# What you will do
Please take the records that follow and repeat exactly the lines starting with the line with "task: segment the dark" and going on through the line with "target: dark stained".

(Beginning of Input data)

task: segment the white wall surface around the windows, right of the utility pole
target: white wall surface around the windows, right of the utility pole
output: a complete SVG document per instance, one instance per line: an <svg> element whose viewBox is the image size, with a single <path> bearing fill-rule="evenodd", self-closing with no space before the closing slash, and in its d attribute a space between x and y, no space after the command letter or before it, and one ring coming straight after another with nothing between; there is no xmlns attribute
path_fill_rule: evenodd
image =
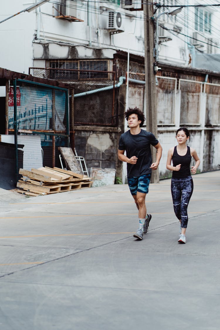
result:
<svg viewBox="0 0 220 330"><path fill-rule="evenodd" d="M161 3L171 4L171 1L161 1ZM202 0L176 0L172 1L176 5L198 5L204 4ZM220 4L220 1L217 0L213 2L212 0L205 1L205 4ZM163 8L157 10L155 16L158 16L161 12L171 12L175 8ZM193 54L199 50L204 52L207 51L207 45L202 44L204 47L196 46L194 49L190 47L192 44L192 39L189 37L193 36L194 32L198 32L198 39L203 41L204 38L211 38L218 43L220 47L220 31L219 31L219 18L220 18L220 8L219 7L205 7L204 10L211 13L212 19L212 28L211 33L200 32L195 28L195 8L194 7L185 7L182 11L176 16L171 15L161 15L159 17L159 22L169 29L173 29L175 25L181 27L181 34L177 34L173 31L164 31L165 36L171 38L171 41L163 42L159 45L159 61L170 63L170 64L181 64L183 66L193 66ZM184 36L185 35L185 36ZM188 36L188 37L187 37ZM200 42L198 42L199 44ZM220 48L214 48L214 53L220 53ZM191 63L189 63L189 54L191 56ZM196 66L196 63L194 63Z"/></svg>

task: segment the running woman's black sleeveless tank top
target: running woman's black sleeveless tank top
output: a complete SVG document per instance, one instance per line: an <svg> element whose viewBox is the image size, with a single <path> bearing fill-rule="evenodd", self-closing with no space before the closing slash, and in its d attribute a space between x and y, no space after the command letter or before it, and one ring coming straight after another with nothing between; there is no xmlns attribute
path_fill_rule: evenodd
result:
<svg viewBox="0 0 220 330"><path fill-rule="evenodd" d="M177 153L176 146L174 147L172 161L173 166L181 164L179 171L173 171L172 178L183 179L191 175L190 173L190 163L192 156L190 154L190 147L187 146L187 152L184 156L180 156Z"/></svg>

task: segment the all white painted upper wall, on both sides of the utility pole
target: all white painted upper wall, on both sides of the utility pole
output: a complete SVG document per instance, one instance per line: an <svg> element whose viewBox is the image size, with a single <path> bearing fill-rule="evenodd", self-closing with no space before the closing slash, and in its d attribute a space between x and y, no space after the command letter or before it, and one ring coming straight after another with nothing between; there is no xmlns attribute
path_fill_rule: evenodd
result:
<svg viewBox="0 0 220 330"><path fill-rule="evenodd" d="M17 12L29 7L38 0L10 0L4 1L0 19L5 19ZM140 6L140 1L134 1ZM67 48L66 45L82 45L88 47L82 48L81 58L92 56L92 49L112 49L112 53L116 49L127 51L128 45L130 53L144 56L144 30L143 30L143 12L128 11L118 5L110 2L101 1L75 1L77 3L77 16L83 22L69 22L55 18L60 15L58 13L58 4L48 2L30 13L21 13L0 24L0 42L1 55L0 66L13 71L28 73L28 68L33 63L33 45L32 41L36 39L36 34L40 36L39 40L34 40L34 54L38 53L36 59L41 59L42 47L36 43L51 43L49 45L50 52L54 58L65 58ZM74 3L74 2L73 2ZM164 1L161 1L164 3ZM174 1L172 1L174 3ZM202 0L176 0L177 5L194 5L204 3ZM212 0L207 0L207 4L212 4ZM220 3L220 0L215 1ZM165 4L171 4L165 1ZM204 33L205 37L211 37L215 40L220 39L219 18L220 8L207 7L212 14L212 31L211 34ZM89 13L88 13L89 9ZM158 9L155 17L162 11L171 11L171 8ZM109 11L120 12L122 16L122 28L124 32L110 35L105 29L108 22ZM162 15L159 22L165 24L166 27L173 29L174 25L181 27L181 33L192 36L195 32L195 8L187 7L176 16ZM170 64L188 66L189 53L191 57L193 49L188 48L191 39L180 34L166 31L165 35L172 38L171 41L161 43L159 45L159 60ZM59 44L54 45L54 43ZM38 51L37 51L38 50ZM205 49L203 49L205 50ZM220 49L215 49L216 53L220 53ZM196 51L196 50L195 50ZM112 56L112 54L111 54ZM43 63L44 64L44 63Z"/></svg>

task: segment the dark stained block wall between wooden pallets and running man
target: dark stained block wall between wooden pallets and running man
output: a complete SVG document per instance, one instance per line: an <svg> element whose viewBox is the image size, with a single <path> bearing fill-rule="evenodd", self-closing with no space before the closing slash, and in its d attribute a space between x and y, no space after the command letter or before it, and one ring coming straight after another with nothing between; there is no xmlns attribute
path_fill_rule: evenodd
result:
<svg viewBox="0 0 220 330"><path fill-rule="evenodd" d="M122 85L115 91L115 127L95 126L95 123L101 120L104 124L108 123L108 116L111 116L112 112L112 90L99 94L92 94L81 100L76 99L75 122L82 112L85 116L84 121L90 119L92 123L75 125L75 148L78 155L85 158L89 173L91 167L112 168L116 169L117 176L122 177L122 163L118 160L117 149L119 137L124 132L126 86ZM90 102L89 108L86 108L87 101ZM94 107L91 108L91 105Z"/></svg>

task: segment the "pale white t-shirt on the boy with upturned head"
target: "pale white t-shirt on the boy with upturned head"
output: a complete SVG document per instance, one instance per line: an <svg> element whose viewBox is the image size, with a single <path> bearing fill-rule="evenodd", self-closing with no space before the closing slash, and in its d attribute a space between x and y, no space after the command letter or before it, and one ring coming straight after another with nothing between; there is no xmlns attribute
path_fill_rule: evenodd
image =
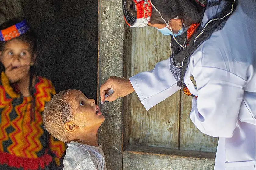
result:
<svg viewBox="0 0 256 170"><path fill-rule="evenodd" d="M72 141L67 145L63 170L107 170L100 144L94 147Z"/></svg>

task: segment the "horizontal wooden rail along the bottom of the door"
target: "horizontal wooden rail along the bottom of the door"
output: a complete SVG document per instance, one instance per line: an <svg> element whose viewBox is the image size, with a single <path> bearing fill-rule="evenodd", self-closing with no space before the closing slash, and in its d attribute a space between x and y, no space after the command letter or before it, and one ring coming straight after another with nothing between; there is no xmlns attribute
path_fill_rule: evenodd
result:
<svg viewBox="0 0 256 170"><path fill-rule="evenodd" d="M123 152L123 170L211 170L215 154L128 146Z"/></svg>

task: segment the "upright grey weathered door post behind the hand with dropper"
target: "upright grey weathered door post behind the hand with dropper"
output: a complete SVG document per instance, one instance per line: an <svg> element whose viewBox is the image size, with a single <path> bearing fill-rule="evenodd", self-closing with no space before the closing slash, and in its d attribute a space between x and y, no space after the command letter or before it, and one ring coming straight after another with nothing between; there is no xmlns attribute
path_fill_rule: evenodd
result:
<svg viewBox="0 0 256 170"><path fill-rule="evenodd" d="M123 77L124 19L121 1L99 1L98 85L110 76ZM101 106L105 122L98 131L108 170L122 169L123 99Z"/></svg>

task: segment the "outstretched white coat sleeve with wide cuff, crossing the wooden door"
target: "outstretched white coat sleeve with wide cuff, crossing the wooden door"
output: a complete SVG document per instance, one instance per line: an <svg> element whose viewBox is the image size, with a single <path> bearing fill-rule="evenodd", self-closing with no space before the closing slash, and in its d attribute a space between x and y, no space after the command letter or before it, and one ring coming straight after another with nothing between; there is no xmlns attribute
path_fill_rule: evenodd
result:
<svg viewBox="0 0 256 170"><path fill-rule="evenodd" d="M170 58L158 62L151 71L132 76L130 82L147 110L180 90L170 70Z"/></svg>

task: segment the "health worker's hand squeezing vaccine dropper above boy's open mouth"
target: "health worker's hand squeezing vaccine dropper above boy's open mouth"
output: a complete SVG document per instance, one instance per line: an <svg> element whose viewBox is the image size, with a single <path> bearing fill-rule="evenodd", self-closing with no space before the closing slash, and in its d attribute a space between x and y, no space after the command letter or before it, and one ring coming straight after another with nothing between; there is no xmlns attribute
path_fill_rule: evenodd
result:
<svg viewBox="0 0 256 170"><path fill-rule="evenodd" d="M114 90L114 93L105 98L106 91L110 89ZM100 87L101 101L114 101L119 97L127 96L134 91L133 86L129 79L111 76Z"/></svg>

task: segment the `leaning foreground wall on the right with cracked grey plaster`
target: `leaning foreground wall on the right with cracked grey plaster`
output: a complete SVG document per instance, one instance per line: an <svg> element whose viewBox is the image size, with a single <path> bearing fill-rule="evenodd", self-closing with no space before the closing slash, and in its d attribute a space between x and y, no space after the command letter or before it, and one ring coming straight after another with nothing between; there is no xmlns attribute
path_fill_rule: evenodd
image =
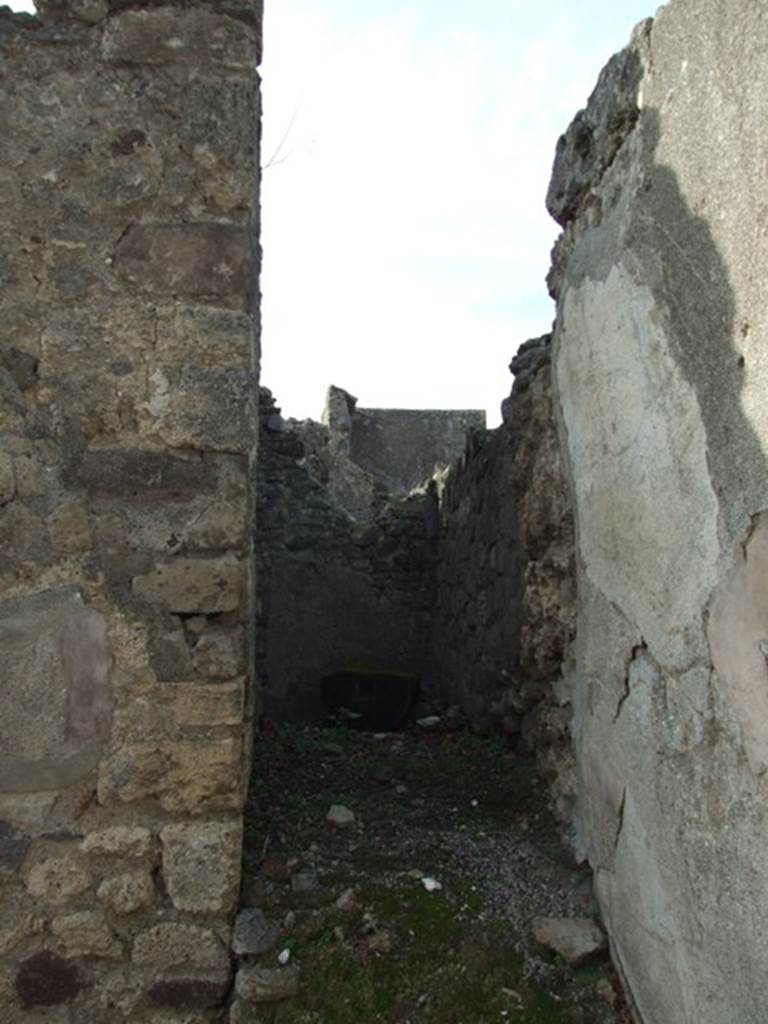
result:
<svg viewBox="0 0 768 1024"><path fill-rule="evenodd" d="M553 176L575 822L643 1024L765 1016L767 46L762 5L672 0L590 100L634 126Z"/></svg>

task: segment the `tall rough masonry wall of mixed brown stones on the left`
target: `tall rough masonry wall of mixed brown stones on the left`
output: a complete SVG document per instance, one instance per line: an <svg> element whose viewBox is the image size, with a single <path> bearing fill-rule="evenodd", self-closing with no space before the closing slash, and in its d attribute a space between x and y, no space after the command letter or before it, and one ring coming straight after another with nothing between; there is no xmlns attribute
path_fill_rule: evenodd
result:
<svg viewBox="0 0 768 1024"><path fill-rule="evenodd" d="M0 9L0 1019L203 1024L248 762L260 8L39 6Z"/></svg>

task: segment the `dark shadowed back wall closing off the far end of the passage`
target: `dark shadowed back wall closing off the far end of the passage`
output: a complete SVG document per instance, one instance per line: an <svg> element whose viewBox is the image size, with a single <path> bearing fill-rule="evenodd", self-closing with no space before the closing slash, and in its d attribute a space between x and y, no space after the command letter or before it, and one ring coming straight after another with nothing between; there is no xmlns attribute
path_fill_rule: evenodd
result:
<svg viewBox="0 0 768 1024"><path fill-rule="evenodd" d="M284 421L266 389L260 417L256 664L266 714L322 719L321 681L342 671L427 682L434 489L388 502L331 431Z"/></svg>

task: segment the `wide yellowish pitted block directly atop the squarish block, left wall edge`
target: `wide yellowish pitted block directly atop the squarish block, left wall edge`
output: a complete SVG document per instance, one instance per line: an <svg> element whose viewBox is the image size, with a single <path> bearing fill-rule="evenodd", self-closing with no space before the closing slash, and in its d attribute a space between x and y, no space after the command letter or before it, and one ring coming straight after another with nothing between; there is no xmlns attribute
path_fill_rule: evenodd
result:
<svg viewBox="0 0 768 1024"><path fill-rule="evenodd" d="M154 799L176 814L237 810L242 759L241 736L129 744L102 762L98 799L101 804Z"/></svg>

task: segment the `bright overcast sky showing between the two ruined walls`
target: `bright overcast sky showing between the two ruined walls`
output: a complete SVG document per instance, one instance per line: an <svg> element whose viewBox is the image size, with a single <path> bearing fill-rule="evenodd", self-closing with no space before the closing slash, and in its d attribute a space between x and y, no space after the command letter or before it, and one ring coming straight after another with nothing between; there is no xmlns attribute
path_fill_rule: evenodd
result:
<svg viewBox="0 0 768 1024"><path fill-rule="evenodd" d="M262 382L290 416L337 384L497 423L552 321L557 137L656 4L265 6Z"/></svg>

(End of Input data)

# Exercise output
task: segment the dark stained block wall between wooden pallets and running man
target: dark stained block wall between wooden pallets and running man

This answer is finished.